* _Aim_
Take the line that has "of the asphalt" in it and every line after it to the end of the entries, and reproduce them exactly.

..........

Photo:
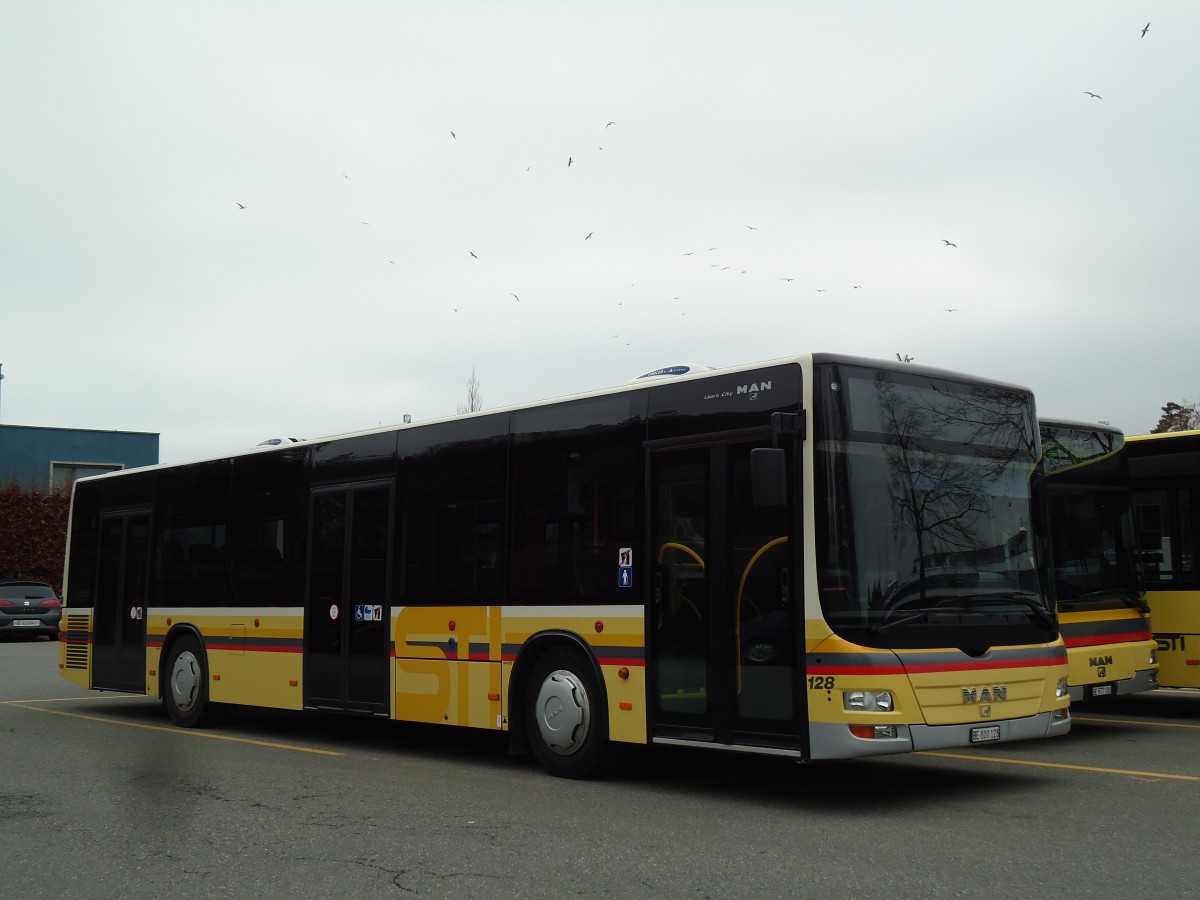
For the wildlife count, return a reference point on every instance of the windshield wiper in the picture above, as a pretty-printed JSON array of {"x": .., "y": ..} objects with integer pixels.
[
  {"x": 918, "y": 616},
  {"x": 1030, "y": 601},
  {"x": 1129, "y": 598}
]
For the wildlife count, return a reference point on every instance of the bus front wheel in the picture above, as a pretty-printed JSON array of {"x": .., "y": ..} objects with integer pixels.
[
  {"x": 186, "y": 689},
  {"x": 565, "y": 715}
]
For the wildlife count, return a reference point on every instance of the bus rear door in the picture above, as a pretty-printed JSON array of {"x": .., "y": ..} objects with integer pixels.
[
  {"x": 119, "y": 618},
  {"x": 348, "y": 599}
]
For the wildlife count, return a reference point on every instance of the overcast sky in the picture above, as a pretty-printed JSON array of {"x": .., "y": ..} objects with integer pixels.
[{"x": 233, "y": 221}]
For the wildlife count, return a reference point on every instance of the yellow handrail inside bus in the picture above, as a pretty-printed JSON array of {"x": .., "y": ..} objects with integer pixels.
[
  {"x": 745, "y": 574},
  {"x": 684, "y": 547},
  {"x": 694, "y": 555}
]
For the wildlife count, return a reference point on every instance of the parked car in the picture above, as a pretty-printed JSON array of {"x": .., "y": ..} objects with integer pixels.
[{"x": 29, "y": 607}]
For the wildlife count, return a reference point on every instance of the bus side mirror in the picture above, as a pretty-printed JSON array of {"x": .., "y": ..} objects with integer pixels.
[{"x": 768, "y": 477}]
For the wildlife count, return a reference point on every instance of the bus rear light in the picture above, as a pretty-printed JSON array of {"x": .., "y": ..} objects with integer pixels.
[
  {"x": 873, "y": 732},
  {"x": 868, "y": 701}
]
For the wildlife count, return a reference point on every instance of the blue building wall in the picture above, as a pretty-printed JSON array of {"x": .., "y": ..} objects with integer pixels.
[{"x": 28, "y": 454}]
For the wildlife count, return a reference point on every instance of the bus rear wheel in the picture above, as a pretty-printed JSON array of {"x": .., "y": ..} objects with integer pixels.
[
  {"x": 567, "y": 719},
  {"x": 186, "y": 687}
]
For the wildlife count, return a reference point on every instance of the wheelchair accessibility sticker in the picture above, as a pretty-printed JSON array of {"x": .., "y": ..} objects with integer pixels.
[{"x": 625, "y": 568}]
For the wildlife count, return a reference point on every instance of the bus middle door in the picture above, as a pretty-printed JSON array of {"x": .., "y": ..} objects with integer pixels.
[{"x": 725, "y": 618}]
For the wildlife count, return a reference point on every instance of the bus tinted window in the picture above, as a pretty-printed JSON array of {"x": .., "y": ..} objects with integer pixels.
[
  {"x": 575, "y": 507},
  {"x": 192, "y": 562}
]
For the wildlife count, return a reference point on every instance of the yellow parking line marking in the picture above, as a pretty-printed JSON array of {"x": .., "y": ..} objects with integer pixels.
[
  {"x": 63, "y": 700},
  {"x": 1132, "y": 721},
  {"x": 189, "y": 732},
  {"x": 1132, "y": 773}
]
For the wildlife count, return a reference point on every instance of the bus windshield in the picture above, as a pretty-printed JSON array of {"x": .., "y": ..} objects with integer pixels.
[
  {"x": 925, "y": 510},
  {"x": 1091, "y": 526}
]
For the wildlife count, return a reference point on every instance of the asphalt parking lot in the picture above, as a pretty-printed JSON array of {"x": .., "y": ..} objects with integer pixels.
[{"x": 103, "y": 797}]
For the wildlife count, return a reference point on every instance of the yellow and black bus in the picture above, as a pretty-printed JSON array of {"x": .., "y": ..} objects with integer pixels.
[
  {"x": 1165, "y": 474},
  {"x": 819, "y": 557},
  {"x": 1102, "y": 613}
]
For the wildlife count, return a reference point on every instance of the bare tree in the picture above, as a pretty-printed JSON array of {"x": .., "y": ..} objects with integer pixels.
[
  {"x": 474, "y": 395},
  {"x": 1177, "y": 417}
]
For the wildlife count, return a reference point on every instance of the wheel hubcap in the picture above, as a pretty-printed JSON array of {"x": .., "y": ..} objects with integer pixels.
[
  {"x": 185, "y": 681},
  {"x": 563, "y": 712}
]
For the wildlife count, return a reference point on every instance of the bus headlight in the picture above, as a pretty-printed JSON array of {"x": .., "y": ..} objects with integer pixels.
[{"x": 868, "y": 701}]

..........

* _Answer for this exercise_
For the wildlife count, return a reference point on every instance of the asphalt parking lot in the picture above, as a pretty-printed JSON array of {"x": .., "y": ..} objects with integer pixels.
[{"x": 103, "y": 797}]
For the wildlife count, return a reference point on every instance of the yellow and black bus in the picture above, as a pretty-printed JSON array of {"x": .., "y": ..} objects with integer pixels.
[
  {"x": 1165, "y": 474},
  {"x": 819, "y": 557},
  {"x": 1102, "y": 613}
]
For the wildlife count, return a reference point on every instance of the bare tree in the picture above, as a pretty-printed JSON array of {"x": .., "y": ..} objects with integer pixels.
[
  {"x": 474, "y": 395},
  {"x": 1177, "y": 417}
]
For the wildlife count, return a reference point on every instance of the wheel hubcap in the picture above, as a pretty-printed JSON array of {"x": .., "y": ..} objects with integer pixels.
[
  {"x": 185, "y": 681},
  {"x": 563, "y": 712}
]
For the wildlife count, return a reference point on every instance of the bus headlight in the picture above, as a pretty-printed JSON array of {"x": .., "y": ..} objects with integer pixels.
[{"x": 868, "y": 701}]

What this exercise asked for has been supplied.